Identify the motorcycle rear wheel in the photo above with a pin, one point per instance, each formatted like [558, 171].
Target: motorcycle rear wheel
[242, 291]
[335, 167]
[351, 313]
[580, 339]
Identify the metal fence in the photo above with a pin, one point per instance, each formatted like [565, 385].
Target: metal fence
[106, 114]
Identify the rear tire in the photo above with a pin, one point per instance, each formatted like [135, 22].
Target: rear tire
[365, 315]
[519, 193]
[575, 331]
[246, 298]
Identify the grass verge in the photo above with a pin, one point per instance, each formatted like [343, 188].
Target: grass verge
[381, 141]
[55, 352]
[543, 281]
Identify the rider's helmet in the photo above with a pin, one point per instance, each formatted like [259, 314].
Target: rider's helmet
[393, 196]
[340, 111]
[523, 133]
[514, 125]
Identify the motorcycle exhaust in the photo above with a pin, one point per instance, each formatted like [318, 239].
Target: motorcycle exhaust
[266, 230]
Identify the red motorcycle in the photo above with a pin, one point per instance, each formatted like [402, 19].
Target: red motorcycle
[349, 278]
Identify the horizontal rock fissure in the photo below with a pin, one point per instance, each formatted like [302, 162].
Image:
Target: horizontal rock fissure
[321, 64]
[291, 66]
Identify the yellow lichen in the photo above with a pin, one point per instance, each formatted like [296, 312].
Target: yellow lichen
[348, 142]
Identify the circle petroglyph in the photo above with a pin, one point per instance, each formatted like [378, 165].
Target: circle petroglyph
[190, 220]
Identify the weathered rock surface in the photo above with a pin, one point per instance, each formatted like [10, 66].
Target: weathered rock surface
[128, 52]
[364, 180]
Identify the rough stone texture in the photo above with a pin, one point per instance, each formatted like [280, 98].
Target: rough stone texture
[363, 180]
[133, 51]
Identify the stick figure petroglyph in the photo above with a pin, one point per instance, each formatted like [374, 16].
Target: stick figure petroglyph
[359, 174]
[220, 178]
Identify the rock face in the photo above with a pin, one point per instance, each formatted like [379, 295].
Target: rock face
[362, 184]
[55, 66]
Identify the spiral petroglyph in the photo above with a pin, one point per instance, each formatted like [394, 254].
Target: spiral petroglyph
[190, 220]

══════════════════════════════

# THE PROBLEM
From the line containing "Target: stick figure petroglyph" through the closing line of the material above, return every line exactly and omit all others.

# RESULT FOR THIS EXERCISE
Target: stick figure petroglyph
[359, 174]
[220, 178]
Identify the rock face in the photo above with a pin, one point per instance, each formatted like [379, 295].
Target: rock face
[362, 184]
[55, 66]
Identify the spiral petroglyph in the photo above with a pin, one point per instance, each formatted like [394, 254].
Target: spiral petroglyph
[190, 220]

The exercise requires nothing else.